■ **LIST OF TASKS**
1. Name every term that the grade-scaling question formally defines.
2. Translate this sentence from the grade-scaling question into Spanish: "We say a scale is fair if $\phi$ is monotone increasing."
3. From the grade-scaling question, pull out the passage starting at "Let us suppose" and ending at "might be helpful?", word for word.

■ **DOCUMENT SECTION**
--------------------------------

Let $S = \{X_1, X_2 \cdots X_k\}$ where $X_i \in [0,100]$ be the multiset of grades for a given class. A $\textit{scale}$ $S'$ of $S$ is some other multiset $S'=\{\phi(X_1), \phi(X_2), \cdots \phi(X_k)\}$ where $\phi:[0,100] \to [0,100]$ is some function. We say a scale is fair if $\phi$ is monotone increasing. Given two fair scales $S'$ and $S''$ with respective scale-functions $\phi, \psi$, we say $S'$ is fairer than $S''$ if $\sum_i |\phi(X_i) - X_i| \leq \sum_i |\psi(X_i) - X_i|$

Let us suppose that the professor wants to scale the grades such that the mean grade is $70 \pm 5 \%$. Given the above definitions, which scale function $\phi$ should he choose to ensure the scale is as fair as possible? If there's not a simple function that always works, is there an algorithm or a strategy that might be helpful?

--------------------------------

■ **RECORDED INFORMATION**

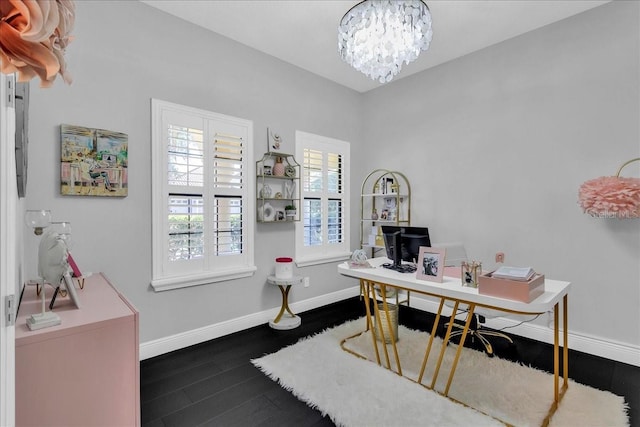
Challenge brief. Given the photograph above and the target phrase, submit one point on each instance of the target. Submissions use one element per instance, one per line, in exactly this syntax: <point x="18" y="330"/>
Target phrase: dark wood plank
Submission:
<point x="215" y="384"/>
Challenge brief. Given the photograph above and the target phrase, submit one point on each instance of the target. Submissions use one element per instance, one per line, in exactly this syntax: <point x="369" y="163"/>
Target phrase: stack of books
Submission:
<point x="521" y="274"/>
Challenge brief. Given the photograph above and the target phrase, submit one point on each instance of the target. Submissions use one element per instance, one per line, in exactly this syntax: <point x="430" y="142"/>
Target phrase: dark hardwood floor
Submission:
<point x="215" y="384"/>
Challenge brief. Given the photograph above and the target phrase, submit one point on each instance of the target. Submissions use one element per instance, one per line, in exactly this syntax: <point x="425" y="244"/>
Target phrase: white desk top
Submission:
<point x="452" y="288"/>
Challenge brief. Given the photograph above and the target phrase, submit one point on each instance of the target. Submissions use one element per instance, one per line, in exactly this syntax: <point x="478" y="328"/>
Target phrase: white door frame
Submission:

--------------------------------

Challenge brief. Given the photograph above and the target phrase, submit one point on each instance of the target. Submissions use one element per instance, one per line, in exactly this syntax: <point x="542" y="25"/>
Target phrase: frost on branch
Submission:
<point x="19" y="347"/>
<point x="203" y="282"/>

--------------------------------

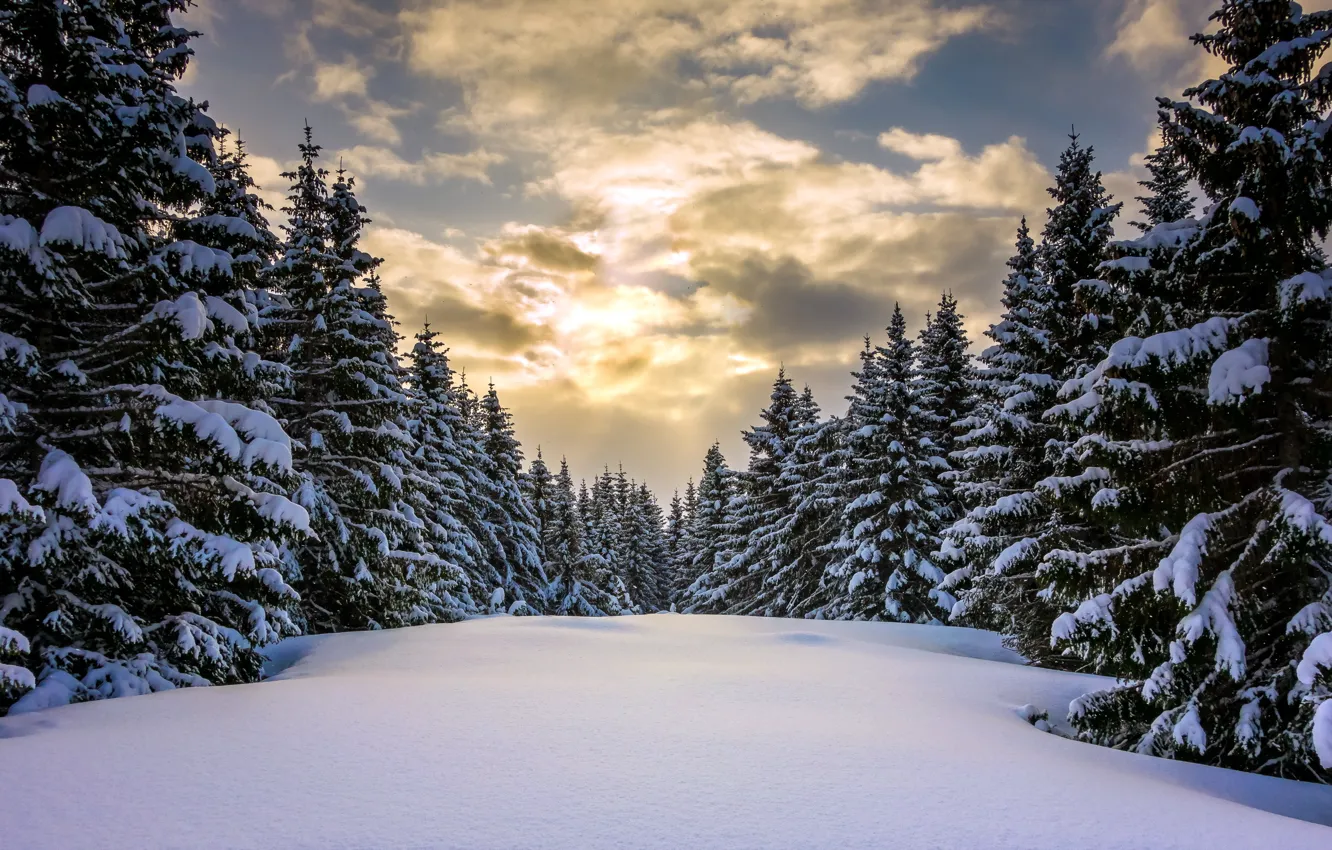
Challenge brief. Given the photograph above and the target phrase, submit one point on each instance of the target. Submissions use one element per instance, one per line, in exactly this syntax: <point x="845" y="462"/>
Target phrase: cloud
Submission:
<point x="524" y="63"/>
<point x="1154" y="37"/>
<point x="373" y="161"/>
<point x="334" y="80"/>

--------------------------------

■ **ANSWERS FOR THE EXERCISE**
1. scale, fair, fairer

2. Decimos que una escala es justa si $\phi$ es monótona creciente.

3.
Let us suppose that the professor wants to scale the grades such that the mean grade is $70 \pm 5 \%$. Given the above definitions, which scale function $\phi$ should he choose to ensure the scale is as fair as possible? If there's not a simple function that always works, is there an algorithm or a strategy that might be helpful?